| What you need to do |
Write the next part of the passage on Dart's spread operator and set and map literals, starting right after its last sentence.
═════ Passage shown
First check that the spread operator is implemented in iterable, so the line Foo a = Foo(); should be replaced with some iterable, a list for example.

The second problem, the compile error on Foo b = { ...a }; is because Dart uses {} for both sets and maps, so you must specify the type by adding one or two type parameters within <>.

Check this example:

  var a = <Foo>[];
  var b = <String>[];  
  var c = <Foo>{...a}; // works, a is Foo list
  var d = <Foo>{...b}; // compile time error, 'String' can't be assigned to the set type 'Foo'.

Since we use only 1 argument in var d = <Foo>{...b}; dart knows that we want a set.
══════════
═════ Extracted records
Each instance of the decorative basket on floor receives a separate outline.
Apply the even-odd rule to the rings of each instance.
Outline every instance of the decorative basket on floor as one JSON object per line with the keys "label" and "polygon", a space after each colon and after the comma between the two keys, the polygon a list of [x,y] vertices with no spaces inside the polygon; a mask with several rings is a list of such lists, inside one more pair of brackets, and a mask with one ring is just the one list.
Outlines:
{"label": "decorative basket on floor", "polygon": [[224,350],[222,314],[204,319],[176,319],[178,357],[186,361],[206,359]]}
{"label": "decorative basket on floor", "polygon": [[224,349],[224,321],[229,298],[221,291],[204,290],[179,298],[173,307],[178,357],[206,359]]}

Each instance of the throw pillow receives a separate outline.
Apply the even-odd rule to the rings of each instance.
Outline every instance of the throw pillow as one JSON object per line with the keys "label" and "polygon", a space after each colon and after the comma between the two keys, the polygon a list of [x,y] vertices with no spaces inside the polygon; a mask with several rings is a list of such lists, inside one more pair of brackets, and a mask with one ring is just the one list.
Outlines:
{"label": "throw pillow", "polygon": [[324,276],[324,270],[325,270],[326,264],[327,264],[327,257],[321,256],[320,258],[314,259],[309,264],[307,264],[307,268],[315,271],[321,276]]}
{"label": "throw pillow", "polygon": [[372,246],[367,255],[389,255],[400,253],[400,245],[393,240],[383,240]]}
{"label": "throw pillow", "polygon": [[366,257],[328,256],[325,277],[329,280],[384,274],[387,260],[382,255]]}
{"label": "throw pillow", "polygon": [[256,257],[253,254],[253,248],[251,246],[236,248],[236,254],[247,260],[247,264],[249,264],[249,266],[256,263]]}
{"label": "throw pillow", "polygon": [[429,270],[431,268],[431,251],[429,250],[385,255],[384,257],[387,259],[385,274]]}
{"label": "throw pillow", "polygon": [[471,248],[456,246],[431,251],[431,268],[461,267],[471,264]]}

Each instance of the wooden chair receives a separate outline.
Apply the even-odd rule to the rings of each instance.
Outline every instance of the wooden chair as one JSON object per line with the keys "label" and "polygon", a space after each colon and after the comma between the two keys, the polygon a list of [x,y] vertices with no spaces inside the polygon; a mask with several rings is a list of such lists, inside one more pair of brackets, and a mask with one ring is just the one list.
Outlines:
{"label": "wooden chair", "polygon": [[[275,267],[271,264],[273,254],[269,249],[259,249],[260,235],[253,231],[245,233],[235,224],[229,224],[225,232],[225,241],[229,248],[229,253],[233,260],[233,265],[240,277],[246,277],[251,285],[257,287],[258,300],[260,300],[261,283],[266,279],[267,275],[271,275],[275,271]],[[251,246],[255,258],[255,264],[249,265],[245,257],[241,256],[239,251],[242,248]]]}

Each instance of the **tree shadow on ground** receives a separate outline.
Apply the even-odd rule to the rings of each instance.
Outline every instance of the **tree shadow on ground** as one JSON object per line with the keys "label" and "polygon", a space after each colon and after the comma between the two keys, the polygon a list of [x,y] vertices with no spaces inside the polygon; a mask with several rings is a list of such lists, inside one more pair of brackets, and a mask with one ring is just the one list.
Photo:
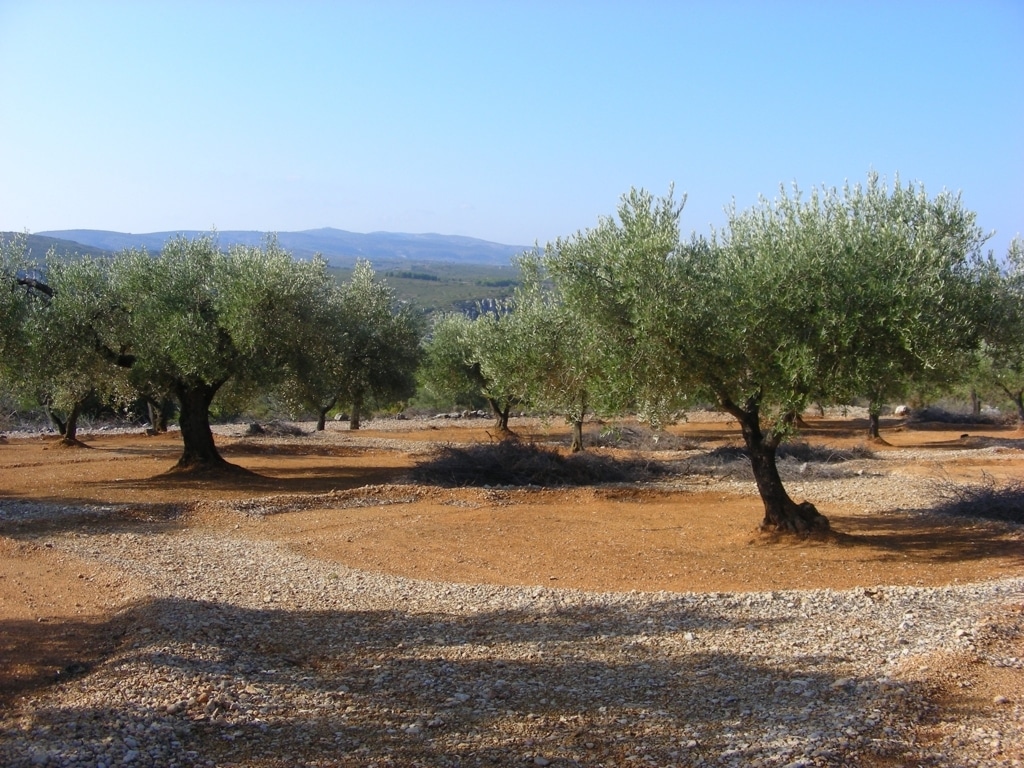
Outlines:
{"label": "tree shadow on ground", "polygon": [[933,563],[1006,558],[1012,565],[1024,566],[1019,528],[1007,524],[952,518],[932,510],[871,516],[837,513],[829,520],[837,530],[855,531],[839,534],[839,544],[873,548],[882,558]]}
{"label": "tree shadow on ground", "polygon": [[[41,695],[29,724],[4,718],[0,762],[89,764],[130,736],[150,756],[177,741],[179,765],[774,765],[805,750],[843,759],[851,728],[878,756],[899,754],[901,734],[882,731],[892,718],[865,723],[863,711],[910,723],[923,691],[851,675],[835,650],[786,648],[781,669],[768,647],[721,650],[712,633],[760,632],[737,608],[686,597],[468,614],[154,600],[115,620],[132,629],[89,673],[108,693],[75,708]],[[103,724],[101,735],[83,724]]]}

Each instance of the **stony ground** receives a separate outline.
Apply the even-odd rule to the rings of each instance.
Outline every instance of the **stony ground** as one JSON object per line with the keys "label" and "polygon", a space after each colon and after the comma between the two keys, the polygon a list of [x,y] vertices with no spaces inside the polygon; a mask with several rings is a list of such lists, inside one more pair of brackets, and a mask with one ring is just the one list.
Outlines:
{"label": "stony ground", "polygon": [[174,435],[0,441],[0,765],[1024,761],[1022,531],[929,511],[1021,477],[1019,433],[787,460],[810,542],[757,532],[711,416],[599,449],[656,481],[575,489],[412,482],[485,423],[367,426],[221,430],[242,479],[163,474]]}

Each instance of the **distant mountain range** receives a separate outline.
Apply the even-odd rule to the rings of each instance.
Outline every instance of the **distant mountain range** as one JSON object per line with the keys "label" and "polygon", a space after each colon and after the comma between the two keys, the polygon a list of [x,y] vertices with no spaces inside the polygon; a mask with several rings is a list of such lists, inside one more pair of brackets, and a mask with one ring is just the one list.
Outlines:
{"label": "distant mountain range", "polygon": [[[159,252],[164,244],[179,234],[194,238],[206,232],[181,230],[132,234],[103,229],[59,229],[36,232],[30,236],[33,256],[41,258],[53,246],[58,252],[115,253],[127,248],[145,248]],[[241,245],[259,245],[267,232],[233,230],[218,231],[217,241],[222,248]],[[351,266],[356,259],[369,259],[377,265],[394,263],[447,262],[456,264],[508,265],[516,254],[528,246],[508,246],[476,238],[455,234],[403,234],[400,232],[349,232],[325,227],[296,232],[276,232],[282,248],[298,258],[308,258],[319,253],[332,266]],[[70,245],[69,245],[70,244]],[[77,248],[76,248],[77,247]],[[36,253],[41,249],[41,253]]]}

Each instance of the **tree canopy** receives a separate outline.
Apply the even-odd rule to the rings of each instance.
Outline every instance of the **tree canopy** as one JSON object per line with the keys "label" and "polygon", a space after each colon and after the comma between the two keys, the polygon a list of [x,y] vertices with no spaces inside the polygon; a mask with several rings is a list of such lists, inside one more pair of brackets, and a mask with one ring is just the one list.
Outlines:
{"label": "tree canopy", "polygon": [[864,186],[806,200],[783,189],[732,209],[709,239],[680,242],[681,212],[671,191],[633,190],[617,219],[549,248],[549,270],[629,350],[627,375],[652,413],[689,396],[736,418],[765,527],[826,529],[786,494],[779,443],[812,398],[886,394],[886,372],[904,380],[970,347],[984,238],[958,198],[898,180],[890,190],[873,174]]}

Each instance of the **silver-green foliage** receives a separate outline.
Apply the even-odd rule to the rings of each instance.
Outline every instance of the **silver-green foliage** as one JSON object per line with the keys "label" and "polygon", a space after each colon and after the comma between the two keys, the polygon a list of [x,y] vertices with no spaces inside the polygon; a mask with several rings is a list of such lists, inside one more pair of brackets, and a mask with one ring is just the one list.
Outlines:
{"label": "silver-green foliage", "polygon": [[109,348],[158,391],[274,383],[330,287],[323,260],[295,261],[272,240],[224,253],[212,236],[124,252],[111,274],[121,314]]}

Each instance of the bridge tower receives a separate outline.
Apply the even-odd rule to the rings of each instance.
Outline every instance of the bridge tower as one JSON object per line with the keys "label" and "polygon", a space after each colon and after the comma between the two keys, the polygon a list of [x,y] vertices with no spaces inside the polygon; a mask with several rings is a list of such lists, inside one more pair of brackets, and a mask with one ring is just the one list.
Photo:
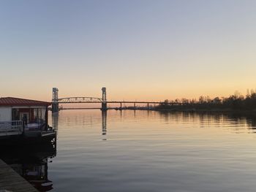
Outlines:
{"label": "bridge tower", "polygon": [[52,99],[52,112],[59,112],[59,96],[58,96],[59,89],[56,88],[53,88],[53,99]]}
{"label": "bridge tower", "polygon": [[108,110],[107,108],[107,92],[106,92],[106,88],[102,88],[102,110],[106,111]]}

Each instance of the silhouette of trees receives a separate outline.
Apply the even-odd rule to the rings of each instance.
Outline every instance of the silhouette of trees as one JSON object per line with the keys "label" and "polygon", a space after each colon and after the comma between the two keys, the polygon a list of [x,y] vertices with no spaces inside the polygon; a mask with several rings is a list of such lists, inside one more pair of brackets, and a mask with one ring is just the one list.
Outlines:
{"label": "silhouette of trees", "polygon": [[[179,103],[181,104],[172,104],[170,103]],[[198,100],[195,99],[168,100],[157,107],[157,109],[171,110],[256,110],[256,93],[254,90],[244,96],[238,91],[229,97],[215,97],[211,99],[208,96],[201,96]]]}

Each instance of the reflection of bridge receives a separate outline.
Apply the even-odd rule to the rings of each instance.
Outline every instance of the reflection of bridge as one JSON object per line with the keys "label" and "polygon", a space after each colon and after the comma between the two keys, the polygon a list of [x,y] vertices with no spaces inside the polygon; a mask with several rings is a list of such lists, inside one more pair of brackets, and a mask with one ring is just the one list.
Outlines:
{"label": "reflection of bridge", "polygon": [[59,99],[58,88],[53,88],[53,100],[52,100],[52,111],[53,112],[59,112],[59,104],[81,104],[81,103],[90,103],[90,104],[102,104],[101,110],[105,111],[108,110],[107,104],[120,104],[120,109],[122,107],[123,104],[133,104],[134,107],[136,107],[136,104],[146,104],[147,108],[149,110],[149,104],[168,104],[170,105],[181,105],[181,103],[173,103],[173,102],[163,102],[163,101],[107,101],[106,88],[102,88],[102,97],[67,97]]}

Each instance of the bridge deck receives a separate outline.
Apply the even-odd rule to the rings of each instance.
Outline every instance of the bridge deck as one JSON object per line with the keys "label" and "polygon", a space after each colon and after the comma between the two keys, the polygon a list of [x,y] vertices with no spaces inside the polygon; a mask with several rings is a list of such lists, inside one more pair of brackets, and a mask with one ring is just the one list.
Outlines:
{"label": "bridge deck", "polygon": [[0,191],[38,192],[29,182],[0,159]]}

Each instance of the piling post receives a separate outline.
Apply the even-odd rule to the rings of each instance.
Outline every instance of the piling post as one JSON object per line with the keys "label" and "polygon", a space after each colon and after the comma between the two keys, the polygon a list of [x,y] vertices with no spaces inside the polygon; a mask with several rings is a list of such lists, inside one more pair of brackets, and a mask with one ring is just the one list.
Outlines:
{"label": "piling post", "polygon": [[59,89],[53,88],[52,112],[59,112]]}
{"label": "piling post", "polygon": [[102,88],[102,111],[106,111],[108,110],[107,107],[107,91],[106,88]]}

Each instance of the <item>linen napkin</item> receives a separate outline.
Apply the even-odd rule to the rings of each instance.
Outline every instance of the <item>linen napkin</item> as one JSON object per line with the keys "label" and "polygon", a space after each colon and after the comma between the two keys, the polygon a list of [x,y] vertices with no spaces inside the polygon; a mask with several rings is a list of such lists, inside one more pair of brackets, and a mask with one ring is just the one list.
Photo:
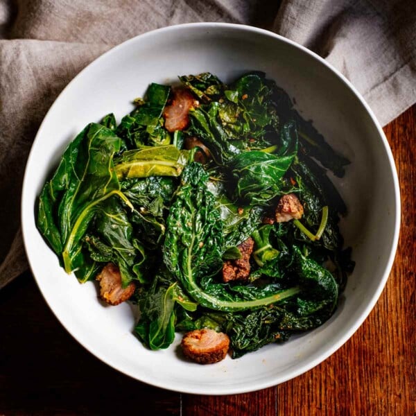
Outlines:
{"label": "linen napkin", "polygon": [[21,182],[55,98],[112,46],[193,21],[257,26],[307,46],[352,81],[382,125],[416,102],[414,0],[0,0],[0,288],[28,268]]}

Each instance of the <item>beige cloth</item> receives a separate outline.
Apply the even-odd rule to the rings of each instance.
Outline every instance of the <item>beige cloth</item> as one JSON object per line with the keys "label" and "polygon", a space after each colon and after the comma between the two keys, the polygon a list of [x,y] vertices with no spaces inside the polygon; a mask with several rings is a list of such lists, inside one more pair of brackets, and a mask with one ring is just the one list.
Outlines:
{"label": "beige cloth", "polygon": [[27,267],[19,228],[26,159],[58,94],[95,58],[151,29],[227,21],[315,51],[384,125],[416,101],[415,0],[0,0],[0,288]]}

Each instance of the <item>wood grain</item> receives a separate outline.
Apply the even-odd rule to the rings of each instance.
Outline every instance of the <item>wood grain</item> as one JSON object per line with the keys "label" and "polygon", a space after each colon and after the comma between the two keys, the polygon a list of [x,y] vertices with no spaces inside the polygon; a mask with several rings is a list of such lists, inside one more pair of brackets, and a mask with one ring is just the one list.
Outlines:
{"label": "wood grain", "polygon": [[329,358],[252,393],[199,396],[158,389],[116,372],[79,345],[28,272],[0,291],[0,415],[415,415],[416,106],[384,130],[401,191],[399,249],[376,306]]}

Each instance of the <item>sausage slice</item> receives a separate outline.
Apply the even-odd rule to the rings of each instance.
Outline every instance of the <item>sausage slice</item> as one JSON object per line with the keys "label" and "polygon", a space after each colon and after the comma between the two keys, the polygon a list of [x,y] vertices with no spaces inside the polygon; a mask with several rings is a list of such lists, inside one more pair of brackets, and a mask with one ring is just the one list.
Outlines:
══════════
| Result below |
UPDATE:

For this case you cannot use spread operator. Spread operator was introduced to make easy work with Collections, and collections have the type given by the generics parameters. So if your class doesn't implements Iterable you cant call ... on a given instance. You will get a compile time error:

Spread elements in list or set literals must implement 'Iterable'

On the other hand, as you mention the second approach "doesn't give you" type safety because you are using dynamic. And also ONLY compile because you are declaring Map<String, dynamic> a = { 'aNumber': 2, 'aString': 'lorem' };, wich is a map and implements Iterable (you can use ...a).

For your current problem you need to find a different solution, maybe a custom function on Foo class that returns a Map and take care of types, and then use spread operator on that map.

Hope it helps!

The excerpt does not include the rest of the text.